**SET TASK**
Put every line below into a JSON list of strings, one string per line, and leave out any blank lines.

**ENTRIES PROVIDED**
[Start]

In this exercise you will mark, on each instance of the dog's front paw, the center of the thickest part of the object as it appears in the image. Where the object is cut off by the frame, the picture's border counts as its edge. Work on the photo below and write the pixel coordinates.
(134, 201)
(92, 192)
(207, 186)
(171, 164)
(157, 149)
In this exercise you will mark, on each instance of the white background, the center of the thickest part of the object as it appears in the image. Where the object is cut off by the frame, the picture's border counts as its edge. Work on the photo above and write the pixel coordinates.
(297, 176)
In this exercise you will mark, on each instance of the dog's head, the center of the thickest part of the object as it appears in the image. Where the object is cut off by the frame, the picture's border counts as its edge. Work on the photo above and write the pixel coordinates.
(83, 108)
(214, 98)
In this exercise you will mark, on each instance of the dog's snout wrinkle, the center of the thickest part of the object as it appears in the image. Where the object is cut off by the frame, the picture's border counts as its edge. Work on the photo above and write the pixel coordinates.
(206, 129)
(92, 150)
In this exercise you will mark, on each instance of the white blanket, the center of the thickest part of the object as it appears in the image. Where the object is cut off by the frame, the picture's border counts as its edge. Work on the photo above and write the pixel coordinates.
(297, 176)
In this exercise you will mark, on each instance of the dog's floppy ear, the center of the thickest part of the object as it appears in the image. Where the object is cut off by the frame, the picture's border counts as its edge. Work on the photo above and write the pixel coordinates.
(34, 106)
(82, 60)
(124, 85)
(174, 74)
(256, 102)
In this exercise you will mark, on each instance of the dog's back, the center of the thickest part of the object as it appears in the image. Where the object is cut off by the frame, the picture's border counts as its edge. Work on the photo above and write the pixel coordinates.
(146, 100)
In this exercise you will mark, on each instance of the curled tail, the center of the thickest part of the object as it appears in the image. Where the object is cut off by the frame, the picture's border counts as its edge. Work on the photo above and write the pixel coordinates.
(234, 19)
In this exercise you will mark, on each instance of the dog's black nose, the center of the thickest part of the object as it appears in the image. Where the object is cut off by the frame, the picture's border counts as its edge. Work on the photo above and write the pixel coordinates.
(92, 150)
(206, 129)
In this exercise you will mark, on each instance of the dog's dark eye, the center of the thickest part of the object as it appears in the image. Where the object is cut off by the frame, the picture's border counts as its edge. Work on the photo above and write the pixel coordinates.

[End]

**RESULT OF THE TASK**
[
  "In this exercise you will mark, on each instance of the dog's front paw, the center of the thickest part of the object as it appears in the image. Where the object is cut off by the frame, the picture's border counts as its edge. Work on the photo below and write the pixel coordinates.",
  "(134, 201)",
  "(92, 192)",
  "(207, 186)",
  "(171, 164)",
  "(157, 149)",
  "In this exercise you will mark, on each instance of the white background, the center of the thickest part of the object as it appears in the image. Where the object is cut off by the frame, the picture's border counts as its edge. Work on the photo above and write the pixel coordinates.",
  "(297, 176)",
  "In this exercise you will mark, on each instance of the dog's head, the center of the thickest part of the object as it appears in the image. Where the object is cut off by the frame, the picture's border counts as its edge. Work on the photo above and write the pixel coordinates.",
  "(83, 108)",
  "(214, 98)",
  "In this exercise you will mark, on each instance of the dog's snout wrinkle, the center of the thickest part of the object as it appears in the image. Where the object is cut off by the frame, the picture's border counts as its edge. Work on the photo above and write the pixel coordinates.",
  "(206, 129)",
  "(92, 150)",
  "In this exercise you will mark, on each instance of the white blanket, the center of the thickest part of the object as it appears in the image. Where the object is cut off by the frame, the picture's border counts as its edge. Work on the photo above and write the pixel coordinates.",
  "(297, 176)",
  "In this exercise you will mark, on each instance of the dog's floppy ear, the center of the thickest part of the object as it appears in the image. Where the object is cut off by the frame, the picture's border counts as its edge. Work on the photo above and write the pixel coordinates.",
  "(34, 106)",
  "(82, 60)",
  "(124, 85)",
  "(174, 74)",
  "(256, 102)",
  "In this exercise you will mark, on each instance of the dog's back, the center of the thickest part of the object as it appears in the image. Where the object is cut off by the frame, the picture's border counts as its edge. Work on the photo above and write the pixel coordinates.",
  "(146, 100)",
  "In this exercise you will mark, on each instance of the curled tail, the center of the thickest part of the object as it appears in the image. Where the object is cut off by the frame, the picture's border counts as its edge. Work on the photo above and write the pixel coordinates.",
  "(234, 19)",
  "In this exercise you will mark, on each instance of the dog's black nose, the center of the thickest part of the object as it appears in the image. Where the object is cut off by the frame, the picture's border counts as its edge. Work on the photo above and write the pixel coordinates.",
  "(92, 150)",
  "(206, 129)",
  "In this exercise you will mark, on each instance of the dog's dark eye, the center of the thickest part of the object as it appears in the image. Where the object is cut off by the frame, the picture's border counts as its edge. Work on the photo above and write the pixel coordinates."
]